Written exercise 1: Reproduce the passage of the museum text from "Native American languages" to "the museum archives.".
Written exercise 2: According to the museum text, how many Native American language students attended the 2013 Oklahoma Native American Youth Language Fair?

* begin Document segment *

The Sam Noble Oklahoma Museum of Natural History is a natural history museum located on the campus of the University of Oklahoma. The museum was founded in 1899 by an act of the Oklahoma Territorial Legislature. Its current building was completed in 1999. The museum contains approximately "7 million objects and specimens in 12 collections." It has almost  of exhibit space, with five galleries and exhibits that provide an in-depth tour of Oklahoma's natural history. It is "one of the world's largest university-based natural history museums."

Before its 1999 relocation and expansion, the original museum chartered by the Legislature in 1899 had occupied much smaller quarters on campus. It was known as the Stovall Museum of Science & History, named for J. Willis Stovall, a paleontologist and faculty professor who assembled much of the original collection.

Native American languages 
The Annual Oklahoma Native American Youth Language Fair is held at the museum every April. In 2013, the fair set a new record for attendance, with 921 Native American language students representing 46 different languages. Over 72 languages are held in the museum archives.

The museum holds the Durbin Feeling Collection, named for a Cherokee linguist who published a Cherokee-English dictionary in 1975 and many texts since then on this language and its syllabary. He taught Cherokee for years at the university level. He encouraged the revitalization of the language in the Cherokee Nation and training of new speakers. This collection contains his Cherokee-language materials from years of research, and letters written in Cherokee to and from members of Feeling's family.

* end Document segment *
* begin Data *

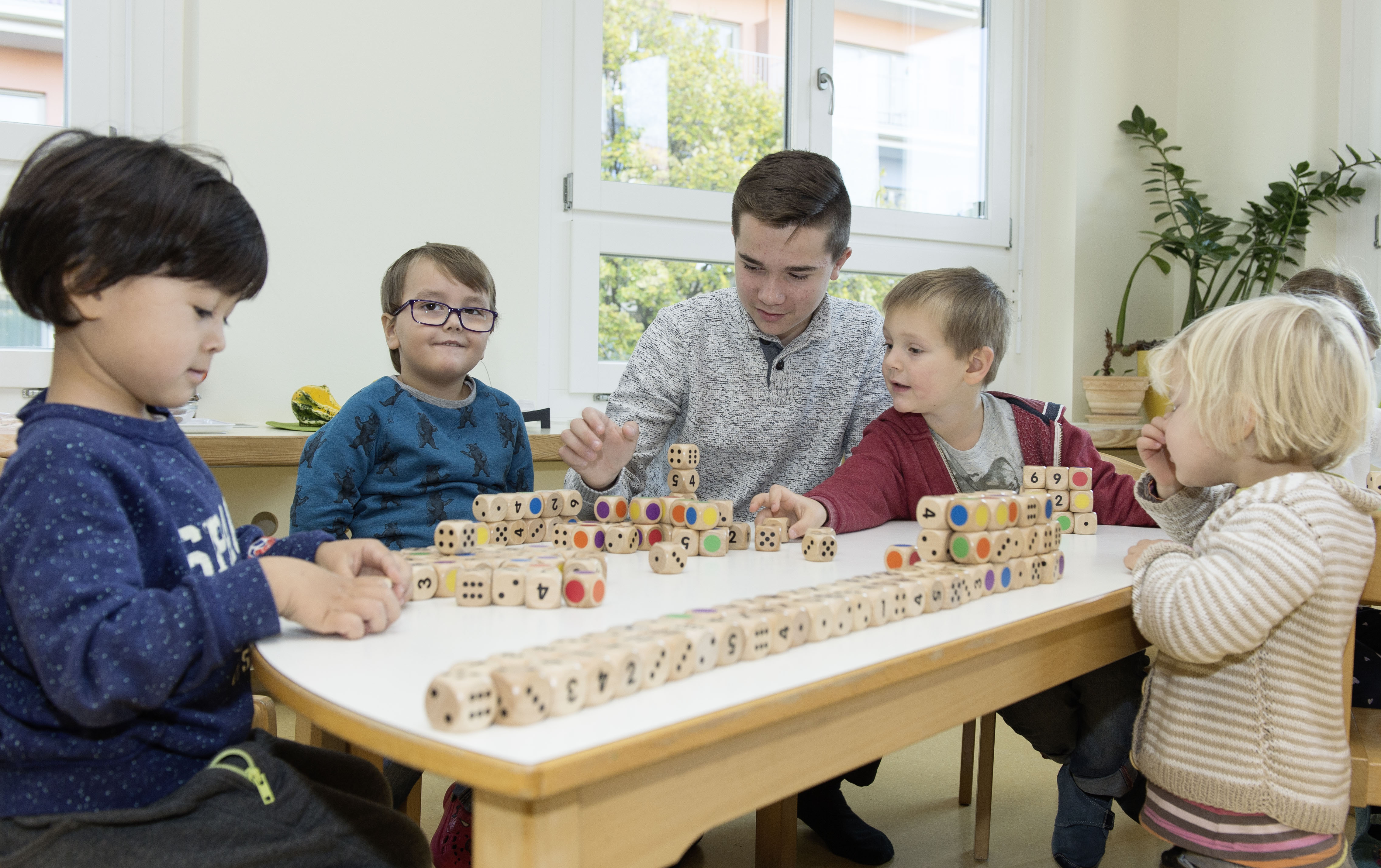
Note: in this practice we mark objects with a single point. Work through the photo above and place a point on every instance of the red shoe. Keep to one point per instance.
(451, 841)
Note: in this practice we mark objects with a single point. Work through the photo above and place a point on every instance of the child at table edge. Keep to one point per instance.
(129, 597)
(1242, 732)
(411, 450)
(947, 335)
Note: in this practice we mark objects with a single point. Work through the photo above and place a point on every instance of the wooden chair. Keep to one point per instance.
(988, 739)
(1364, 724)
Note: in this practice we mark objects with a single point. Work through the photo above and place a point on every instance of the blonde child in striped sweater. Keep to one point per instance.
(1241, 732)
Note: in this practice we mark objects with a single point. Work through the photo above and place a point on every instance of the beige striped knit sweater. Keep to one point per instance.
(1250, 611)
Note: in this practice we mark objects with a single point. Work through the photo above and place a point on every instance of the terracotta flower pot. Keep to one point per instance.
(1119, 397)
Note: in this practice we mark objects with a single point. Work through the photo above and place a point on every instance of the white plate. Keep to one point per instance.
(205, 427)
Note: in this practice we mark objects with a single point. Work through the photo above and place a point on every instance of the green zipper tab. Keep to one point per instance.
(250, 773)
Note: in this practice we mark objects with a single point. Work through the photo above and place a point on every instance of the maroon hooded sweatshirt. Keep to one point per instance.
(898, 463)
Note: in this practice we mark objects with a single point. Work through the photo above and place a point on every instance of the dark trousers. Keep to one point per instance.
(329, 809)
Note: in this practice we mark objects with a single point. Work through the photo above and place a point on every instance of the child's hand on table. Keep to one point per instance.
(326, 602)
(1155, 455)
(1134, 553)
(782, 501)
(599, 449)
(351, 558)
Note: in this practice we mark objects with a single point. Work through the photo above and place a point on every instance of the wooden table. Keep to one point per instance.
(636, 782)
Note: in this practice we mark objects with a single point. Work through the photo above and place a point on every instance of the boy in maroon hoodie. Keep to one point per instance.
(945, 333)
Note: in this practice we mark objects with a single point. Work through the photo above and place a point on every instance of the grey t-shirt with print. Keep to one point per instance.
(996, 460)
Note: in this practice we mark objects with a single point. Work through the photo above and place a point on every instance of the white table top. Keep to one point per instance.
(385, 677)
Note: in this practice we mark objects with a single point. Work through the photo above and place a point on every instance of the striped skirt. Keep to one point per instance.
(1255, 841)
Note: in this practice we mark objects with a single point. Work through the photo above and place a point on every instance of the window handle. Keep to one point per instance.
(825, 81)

* end Data *

Exercise answer 1:
Native American languages 
The Annual Oklahoma Native American Youth Language Fair is held at the museum every April. In 2013, the fair set a new record for attendance, with 921 Native American language students representing 46 different languages. Over 72 languages are held in the museum archives.

Exercise answer 2: 921